▶ EXERCISE INSTRUCTIONS:
State the number of lines in the rows below that contain the string "white". Reply with the number alone.

▶ ROWS:

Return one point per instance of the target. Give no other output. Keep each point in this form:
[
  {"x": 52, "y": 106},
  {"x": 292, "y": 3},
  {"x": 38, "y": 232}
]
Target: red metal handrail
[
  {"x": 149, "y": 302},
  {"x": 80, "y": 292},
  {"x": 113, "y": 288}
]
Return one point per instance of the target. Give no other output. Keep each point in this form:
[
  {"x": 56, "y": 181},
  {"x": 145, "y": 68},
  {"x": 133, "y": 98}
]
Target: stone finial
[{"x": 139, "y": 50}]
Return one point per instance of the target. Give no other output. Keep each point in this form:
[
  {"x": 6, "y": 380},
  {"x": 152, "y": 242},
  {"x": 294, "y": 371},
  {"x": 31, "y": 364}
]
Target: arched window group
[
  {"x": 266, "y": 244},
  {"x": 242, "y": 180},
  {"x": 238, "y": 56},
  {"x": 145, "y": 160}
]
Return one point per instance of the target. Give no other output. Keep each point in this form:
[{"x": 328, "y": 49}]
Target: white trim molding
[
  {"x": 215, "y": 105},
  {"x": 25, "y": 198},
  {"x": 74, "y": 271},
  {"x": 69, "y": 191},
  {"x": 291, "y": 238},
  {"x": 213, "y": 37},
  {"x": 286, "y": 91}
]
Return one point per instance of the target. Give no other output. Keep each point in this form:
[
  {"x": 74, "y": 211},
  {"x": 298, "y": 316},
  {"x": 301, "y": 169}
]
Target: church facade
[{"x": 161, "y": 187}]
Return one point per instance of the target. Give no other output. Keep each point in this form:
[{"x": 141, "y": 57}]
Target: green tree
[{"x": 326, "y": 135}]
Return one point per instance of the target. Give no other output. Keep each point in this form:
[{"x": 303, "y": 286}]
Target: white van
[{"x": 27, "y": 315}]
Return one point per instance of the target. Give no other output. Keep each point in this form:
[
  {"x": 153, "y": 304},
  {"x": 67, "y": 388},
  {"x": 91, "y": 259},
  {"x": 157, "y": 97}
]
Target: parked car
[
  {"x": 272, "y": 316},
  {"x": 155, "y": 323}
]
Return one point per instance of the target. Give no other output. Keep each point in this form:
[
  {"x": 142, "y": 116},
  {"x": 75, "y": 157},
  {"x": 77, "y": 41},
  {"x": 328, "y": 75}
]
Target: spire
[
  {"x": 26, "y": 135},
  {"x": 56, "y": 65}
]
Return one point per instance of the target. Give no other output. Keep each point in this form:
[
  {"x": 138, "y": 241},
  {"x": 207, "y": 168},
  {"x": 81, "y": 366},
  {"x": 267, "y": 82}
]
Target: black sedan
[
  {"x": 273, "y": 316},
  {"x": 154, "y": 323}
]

==

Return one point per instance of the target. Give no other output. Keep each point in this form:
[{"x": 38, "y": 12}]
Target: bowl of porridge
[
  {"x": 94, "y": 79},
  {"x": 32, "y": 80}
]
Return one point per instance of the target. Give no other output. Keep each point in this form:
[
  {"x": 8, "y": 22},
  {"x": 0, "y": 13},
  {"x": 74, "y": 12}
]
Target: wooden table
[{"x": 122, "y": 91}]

▶ IN RESPONSE:
2